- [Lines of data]
☆ ☆ ☆ ☆ ☆

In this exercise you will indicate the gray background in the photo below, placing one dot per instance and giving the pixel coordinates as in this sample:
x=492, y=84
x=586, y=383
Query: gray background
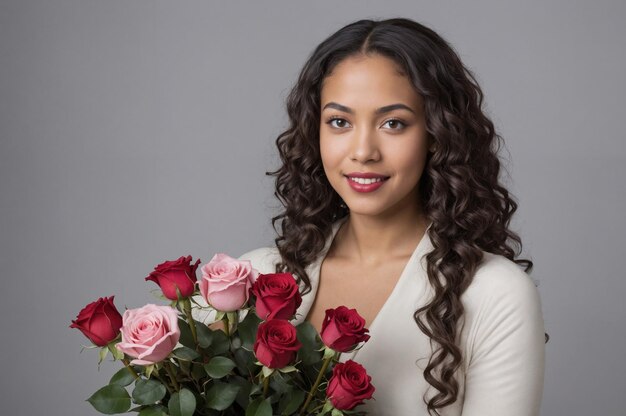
x=137, y=131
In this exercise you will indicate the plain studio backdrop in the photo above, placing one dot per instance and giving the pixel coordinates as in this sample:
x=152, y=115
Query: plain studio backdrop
x=132, y=132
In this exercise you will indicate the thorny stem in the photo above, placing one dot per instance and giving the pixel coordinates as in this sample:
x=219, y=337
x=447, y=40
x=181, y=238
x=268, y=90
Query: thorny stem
x=171, y=374
x=317, y=383
x=132, y=370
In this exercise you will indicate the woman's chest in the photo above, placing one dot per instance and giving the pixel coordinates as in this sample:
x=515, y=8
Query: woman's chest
x=365, y=289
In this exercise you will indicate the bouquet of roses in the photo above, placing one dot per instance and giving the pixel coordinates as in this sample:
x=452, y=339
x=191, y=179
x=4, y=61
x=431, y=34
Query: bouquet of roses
x=248, y=360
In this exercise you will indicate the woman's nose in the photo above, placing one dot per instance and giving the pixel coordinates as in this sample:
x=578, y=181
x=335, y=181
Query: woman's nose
x=365, y=146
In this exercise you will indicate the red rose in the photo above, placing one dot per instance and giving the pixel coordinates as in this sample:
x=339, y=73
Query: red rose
x=277, y=296
x=349, y=385
x=99, y=321
x=343, y=329
x=276, y=343
x=172, y=274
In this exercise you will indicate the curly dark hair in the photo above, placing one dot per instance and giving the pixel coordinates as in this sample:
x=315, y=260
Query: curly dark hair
x=468, y=207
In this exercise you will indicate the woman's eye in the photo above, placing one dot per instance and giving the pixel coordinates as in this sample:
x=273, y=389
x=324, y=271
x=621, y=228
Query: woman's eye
x=393, y=123
x=341, y=122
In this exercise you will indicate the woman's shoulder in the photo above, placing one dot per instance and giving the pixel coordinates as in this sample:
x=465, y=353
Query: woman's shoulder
x=263, y=259
x=500, y=285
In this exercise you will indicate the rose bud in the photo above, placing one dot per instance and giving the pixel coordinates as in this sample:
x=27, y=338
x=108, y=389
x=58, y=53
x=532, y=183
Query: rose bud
x=99, y=321
x=226, y=281
x=277, y=296
x=349, y=385
x=343, y=329
x=276, y=343
x=179, y=274
x=149, y=333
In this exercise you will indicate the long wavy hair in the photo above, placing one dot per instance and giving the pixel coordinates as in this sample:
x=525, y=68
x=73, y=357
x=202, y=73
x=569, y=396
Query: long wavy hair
x=469, y=208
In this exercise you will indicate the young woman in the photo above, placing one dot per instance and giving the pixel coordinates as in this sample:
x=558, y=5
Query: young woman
x=392, y=206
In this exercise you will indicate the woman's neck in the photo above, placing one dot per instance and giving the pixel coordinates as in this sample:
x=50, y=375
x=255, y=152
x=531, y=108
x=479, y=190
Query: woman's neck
x=372, y=240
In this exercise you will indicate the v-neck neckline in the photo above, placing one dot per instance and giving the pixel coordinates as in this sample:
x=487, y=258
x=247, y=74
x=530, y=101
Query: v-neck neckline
x=314, y=270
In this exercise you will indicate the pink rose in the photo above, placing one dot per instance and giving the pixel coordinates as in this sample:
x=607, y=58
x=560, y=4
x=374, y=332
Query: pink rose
x=99, y=321
x=225, y=282
x=149, y=333
x=179, y=274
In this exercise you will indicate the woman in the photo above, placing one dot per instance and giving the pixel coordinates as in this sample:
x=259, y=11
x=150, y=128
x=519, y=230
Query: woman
x=392, y=206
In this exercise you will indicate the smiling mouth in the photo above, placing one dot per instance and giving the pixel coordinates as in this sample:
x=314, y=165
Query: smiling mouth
x=366, y=181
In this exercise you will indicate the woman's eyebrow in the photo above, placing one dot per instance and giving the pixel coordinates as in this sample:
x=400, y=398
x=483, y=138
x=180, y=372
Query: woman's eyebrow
x=381, y=110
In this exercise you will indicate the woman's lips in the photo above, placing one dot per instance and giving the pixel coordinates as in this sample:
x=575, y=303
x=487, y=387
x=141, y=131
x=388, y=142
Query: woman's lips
x=360, y=187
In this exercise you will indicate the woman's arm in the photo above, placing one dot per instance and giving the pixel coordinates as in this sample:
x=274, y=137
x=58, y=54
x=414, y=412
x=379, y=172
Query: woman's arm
x=506, y=344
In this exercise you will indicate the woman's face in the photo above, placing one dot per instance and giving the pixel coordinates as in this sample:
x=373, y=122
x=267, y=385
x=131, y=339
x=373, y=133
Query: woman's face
x=372, y=122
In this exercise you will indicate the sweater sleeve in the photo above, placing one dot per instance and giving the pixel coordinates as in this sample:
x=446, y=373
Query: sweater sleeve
x=505, y=344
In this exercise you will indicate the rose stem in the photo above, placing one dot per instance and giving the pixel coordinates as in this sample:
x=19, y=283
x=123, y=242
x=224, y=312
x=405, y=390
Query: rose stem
x=170, y=372
x=266, y=384
x=192, y=325
x=317, y=383
x=226, y=325
x=132, y=370
x=165, y=383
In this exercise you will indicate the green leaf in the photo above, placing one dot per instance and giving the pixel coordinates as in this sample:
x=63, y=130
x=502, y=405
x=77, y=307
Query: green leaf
x=267, y=371
x=153, y=411
x=149, y=369
x=117, y=354
x=247, y=329
x=122, y=377
x=259, y=407
x=219, y=367
x=148, y=391
x=110, y=400
x=245, y=361
x=292, y=402
x=221, y=395
x=288, y=369
x=197, y=372
x=245, y=386
x=185, y=353
x=182, y=403
x=336, y=412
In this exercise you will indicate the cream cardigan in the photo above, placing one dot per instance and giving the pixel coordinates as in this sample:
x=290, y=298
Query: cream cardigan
x=502, y=338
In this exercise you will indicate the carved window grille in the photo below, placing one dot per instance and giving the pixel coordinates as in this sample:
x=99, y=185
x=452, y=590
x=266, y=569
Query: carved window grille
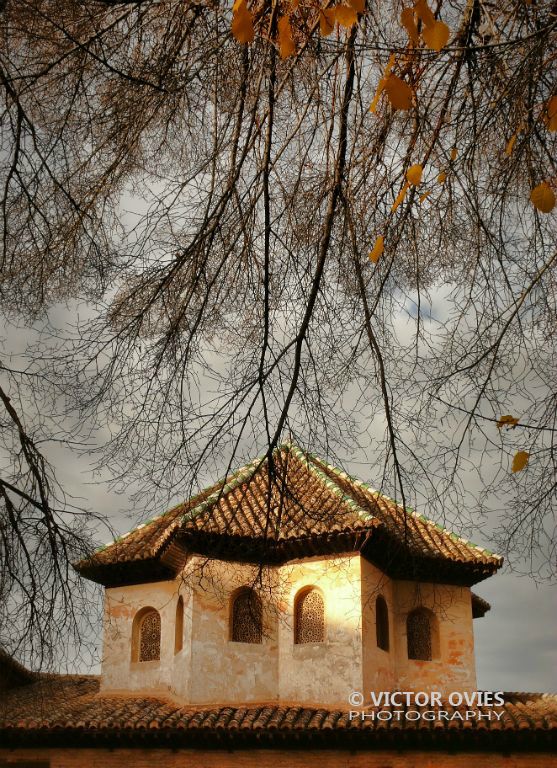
x=309, y=617
x=247, y=618
x=150, y=637
x=179, y=625
x=419, y=634
x=382, y=623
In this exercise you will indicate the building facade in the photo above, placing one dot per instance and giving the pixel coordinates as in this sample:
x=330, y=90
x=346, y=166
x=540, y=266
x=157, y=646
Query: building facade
x=239, y=626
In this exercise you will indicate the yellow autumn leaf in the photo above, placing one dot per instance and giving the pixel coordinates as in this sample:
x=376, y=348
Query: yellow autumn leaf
x=424, y=13
x=551, y=113
x=510, y=144
x=242, y=23
x=286, y=42
x=507, y=421
x=346, y=16
x=520, y=461
x=408, y=21
x=326, y=21
x=414, y=174
x=400, y=197
x=377, y=250
x=436, y=36
x=543, y=197
x=381, y=84
x=398, y=92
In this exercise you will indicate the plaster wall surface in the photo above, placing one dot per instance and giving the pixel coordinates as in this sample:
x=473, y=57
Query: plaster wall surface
x=172, y=672
x=222, y=670
x=453, y=665
x=211, y=668
x=327, y=672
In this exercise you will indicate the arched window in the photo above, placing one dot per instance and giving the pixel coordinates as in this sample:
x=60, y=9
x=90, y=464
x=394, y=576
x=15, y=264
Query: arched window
x=382, y=623
x=421, y=631
x=179, y=625
x=309, y=617
x=246, y=617
x=146, y=635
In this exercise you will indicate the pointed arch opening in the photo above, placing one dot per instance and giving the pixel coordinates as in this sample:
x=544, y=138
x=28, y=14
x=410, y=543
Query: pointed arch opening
x=422, y=634
x=146, y=635
x=179, y=626
x=382, y=623
x=246, y=617
x=309, y=616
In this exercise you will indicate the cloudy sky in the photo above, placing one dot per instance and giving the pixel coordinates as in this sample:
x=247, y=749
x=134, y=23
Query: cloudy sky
x=516, y=648
x=516, y=645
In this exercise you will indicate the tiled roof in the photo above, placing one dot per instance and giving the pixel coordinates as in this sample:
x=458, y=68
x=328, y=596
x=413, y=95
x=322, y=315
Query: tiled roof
x=302, y=506
x=70, y=710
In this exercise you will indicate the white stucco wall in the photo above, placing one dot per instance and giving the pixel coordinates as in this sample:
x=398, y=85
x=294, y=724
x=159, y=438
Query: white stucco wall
x=211, y=668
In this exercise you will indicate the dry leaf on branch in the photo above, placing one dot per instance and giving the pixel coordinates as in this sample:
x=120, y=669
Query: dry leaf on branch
x=520, y=461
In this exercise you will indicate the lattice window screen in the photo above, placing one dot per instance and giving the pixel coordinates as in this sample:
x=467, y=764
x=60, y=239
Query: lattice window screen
x=418, y=629
x=247, y=618
x=150, y=637
x=310, y=618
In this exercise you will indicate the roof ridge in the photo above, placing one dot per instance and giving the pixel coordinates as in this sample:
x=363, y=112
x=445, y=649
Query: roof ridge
x=301, y=455
x=230, y=483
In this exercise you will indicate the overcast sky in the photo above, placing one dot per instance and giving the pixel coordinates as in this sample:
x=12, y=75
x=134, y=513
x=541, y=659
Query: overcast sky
x=516, y=645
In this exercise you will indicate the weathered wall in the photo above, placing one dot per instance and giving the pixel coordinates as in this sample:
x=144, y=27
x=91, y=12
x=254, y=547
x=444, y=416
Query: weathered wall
x=211, y=668
x=378, y=665
x=145, y=758
x=323, y=673
x=119, y=672
x=454, y=668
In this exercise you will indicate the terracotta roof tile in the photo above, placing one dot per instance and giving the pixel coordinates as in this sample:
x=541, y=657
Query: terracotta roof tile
x=62, y=707
x=300, y=499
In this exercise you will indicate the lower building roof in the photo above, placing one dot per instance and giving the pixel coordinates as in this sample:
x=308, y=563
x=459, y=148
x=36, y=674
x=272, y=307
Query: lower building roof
x=67, y=710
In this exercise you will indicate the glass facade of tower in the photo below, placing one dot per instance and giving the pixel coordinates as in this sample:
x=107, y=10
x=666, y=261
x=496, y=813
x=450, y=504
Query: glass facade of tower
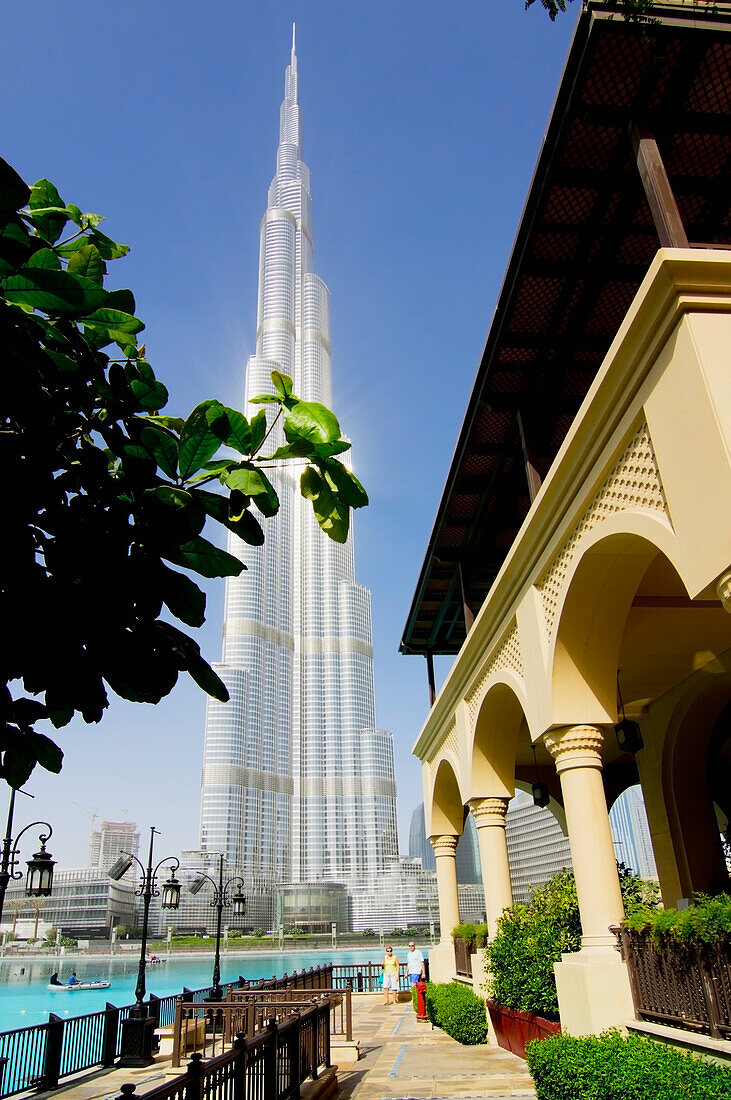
x=298, y=783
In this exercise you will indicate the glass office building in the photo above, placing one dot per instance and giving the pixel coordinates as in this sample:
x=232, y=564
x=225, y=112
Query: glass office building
x=298, y=782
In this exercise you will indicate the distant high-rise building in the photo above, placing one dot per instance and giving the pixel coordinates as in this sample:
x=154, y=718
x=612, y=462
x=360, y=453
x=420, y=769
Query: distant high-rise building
x=467, y=854
x=112, y=837
x=631, y=833
x=298, y=782
x=536, y=846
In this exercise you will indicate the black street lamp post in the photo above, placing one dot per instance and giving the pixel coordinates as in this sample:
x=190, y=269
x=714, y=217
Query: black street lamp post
x=39, y=878
x=222, y=899
x=137, y=1030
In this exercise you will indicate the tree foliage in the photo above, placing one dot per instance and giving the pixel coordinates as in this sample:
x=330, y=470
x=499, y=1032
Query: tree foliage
x=103, y=495
x=637, y=11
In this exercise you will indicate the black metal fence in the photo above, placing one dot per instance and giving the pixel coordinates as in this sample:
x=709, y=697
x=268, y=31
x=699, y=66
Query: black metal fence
x=683, y=987
x=40, y=1056
x=269, y=1066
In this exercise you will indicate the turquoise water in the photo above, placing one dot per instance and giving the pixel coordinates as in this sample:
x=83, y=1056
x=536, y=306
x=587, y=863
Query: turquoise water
x=24, y=999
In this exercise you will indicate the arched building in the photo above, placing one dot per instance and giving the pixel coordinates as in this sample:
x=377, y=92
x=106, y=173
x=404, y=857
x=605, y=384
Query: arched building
x=579, y=567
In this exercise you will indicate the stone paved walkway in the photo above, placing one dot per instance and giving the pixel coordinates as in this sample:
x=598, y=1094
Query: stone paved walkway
x=405, y=1059
x=400, y=1059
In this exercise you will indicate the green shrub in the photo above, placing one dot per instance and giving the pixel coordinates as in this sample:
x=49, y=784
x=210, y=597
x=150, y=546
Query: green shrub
x=610, y=1067
x=455, y=1009
x=707, y=923
x=531, y=937
x=474, y=935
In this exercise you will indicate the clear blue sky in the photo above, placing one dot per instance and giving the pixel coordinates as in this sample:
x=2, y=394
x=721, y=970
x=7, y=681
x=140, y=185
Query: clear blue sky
x=421, y=122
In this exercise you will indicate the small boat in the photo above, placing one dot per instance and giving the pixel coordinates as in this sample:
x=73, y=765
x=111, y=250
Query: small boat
x=65, y=988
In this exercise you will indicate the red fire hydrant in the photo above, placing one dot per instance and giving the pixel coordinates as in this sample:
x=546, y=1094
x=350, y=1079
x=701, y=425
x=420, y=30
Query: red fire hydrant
x=421, y=1000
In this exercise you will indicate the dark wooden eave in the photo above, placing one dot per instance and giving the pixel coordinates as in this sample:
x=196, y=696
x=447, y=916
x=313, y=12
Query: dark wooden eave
x=585, y=242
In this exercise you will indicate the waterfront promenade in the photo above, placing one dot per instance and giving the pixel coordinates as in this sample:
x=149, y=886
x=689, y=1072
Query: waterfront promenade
x=399, y=1058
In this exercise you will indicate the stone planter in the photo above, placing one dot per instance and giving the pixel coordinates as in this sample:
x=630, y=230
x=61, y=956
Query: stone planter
x=514, y=1029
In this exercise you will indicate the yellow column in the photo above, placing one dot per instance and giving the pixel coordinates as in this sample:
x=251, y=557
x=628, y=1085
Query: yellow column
x=577, y=752
x=489, y=816
x=446, y=884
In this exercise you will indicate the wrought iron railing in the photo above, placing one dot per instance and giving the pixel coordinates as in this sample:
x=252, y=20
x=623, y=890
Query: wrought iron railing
x=463, y=953
x=679, y=986
x=268, y=1066
x=40, y=1056
x=210, y=1029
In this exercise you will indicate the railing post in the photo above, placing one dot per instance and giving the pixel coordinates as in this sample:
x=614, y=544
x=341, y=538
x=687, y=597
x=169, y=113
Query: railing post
x=709, y=993
x=177, y=1031
x=154, y=1009
x=54, y=1046
x=270, y=1062
x=109, y=1036
x=195, y=1089
x=240, y=1068
x=349, y=1012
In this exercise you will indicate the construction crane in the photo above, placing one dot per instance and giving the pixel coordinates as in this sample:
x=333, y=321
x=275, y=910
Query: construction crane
x=93, y=814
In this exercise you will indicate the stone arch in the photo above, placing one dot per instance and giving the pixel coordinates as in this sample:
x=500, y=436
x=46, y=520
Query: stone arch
x=688, y=761
x=444, y=812
x=494, y=739
x=601, y=583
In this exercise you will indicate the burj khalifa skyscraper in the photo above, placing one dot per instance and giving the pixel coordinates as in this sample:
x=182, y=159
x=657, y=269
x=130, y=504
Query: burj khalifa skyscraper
x=297, y=782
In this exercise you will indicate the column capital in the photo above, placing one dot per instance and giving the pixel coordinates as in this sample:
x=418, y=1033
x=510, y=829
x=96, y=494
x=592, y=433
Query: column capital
x=489, y=811
x=723, y=590
x=575, y=747
x=445, y=845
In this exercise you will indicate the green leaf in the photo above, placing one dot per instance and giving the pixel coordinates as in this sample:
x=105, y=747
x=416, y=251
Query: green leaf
x=311, y=420
x=207, y=679
x=45, y=259
x=183, y=597
x=14, y=191
x=151, y=395
x=254, y=483
x=283, y=383
x=233, y=430
x=46, y=751
x=113, y=320
x=300, y=449
x=174, y=422
x=198, y=441
x=331, y=514
x=163, y=447
x=47, y=210
x=17, y=768
x=88, y=262
x=310, y=484
x=53, y=292
x=344, y=482
x=257, y=425
x=202, y=557
x=233, y=514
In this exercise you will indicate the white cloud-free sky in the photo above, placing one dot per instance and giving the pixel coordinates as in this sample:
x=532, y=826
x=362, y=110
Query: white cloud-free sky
x=421, y=122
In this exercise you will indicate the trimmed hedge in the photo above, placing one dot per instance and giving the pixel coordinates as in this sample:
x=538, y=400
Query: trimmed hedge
x=707, y=923
x=455, y=1009
x=611, y=1067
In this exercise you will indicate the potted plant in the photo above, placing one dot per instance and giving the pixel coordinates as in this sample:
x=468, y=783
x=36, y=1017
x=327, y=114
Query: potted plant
x=522, y=999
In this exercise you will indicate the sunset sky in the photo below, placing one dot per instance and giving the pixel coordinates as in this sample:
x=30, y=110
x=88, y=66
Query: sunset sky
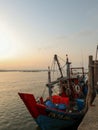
x=32, y=31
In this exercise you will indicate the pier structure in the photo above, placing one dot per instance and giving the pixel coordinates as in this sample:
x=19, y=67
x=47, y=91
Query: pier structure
x=90, y=121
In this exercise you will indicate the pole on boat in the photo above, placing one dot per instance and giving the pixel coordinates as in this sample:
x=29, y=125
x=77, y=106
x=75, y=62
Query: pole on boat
x=68, y=66
x=56, y=59
x=49, y=85
x=91, y=89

☆ ☆ ☆ ☆ ☆

- [The exercise] Copy every line above, from the one containing "In this exercise you will indicate the bouquet" down to the one containing "x=248, y=360", with each line kept unchanged.

- [Task output]
In this exercise you will indicate the bouquet of roses in the photo above, placing one dot per instance and giving the pixel coordinates as in this sample:
x=452, y=339
x=191, y=179
x=4, y=61
x=431, y=34
Query: bouquet of roses
x=248, y=360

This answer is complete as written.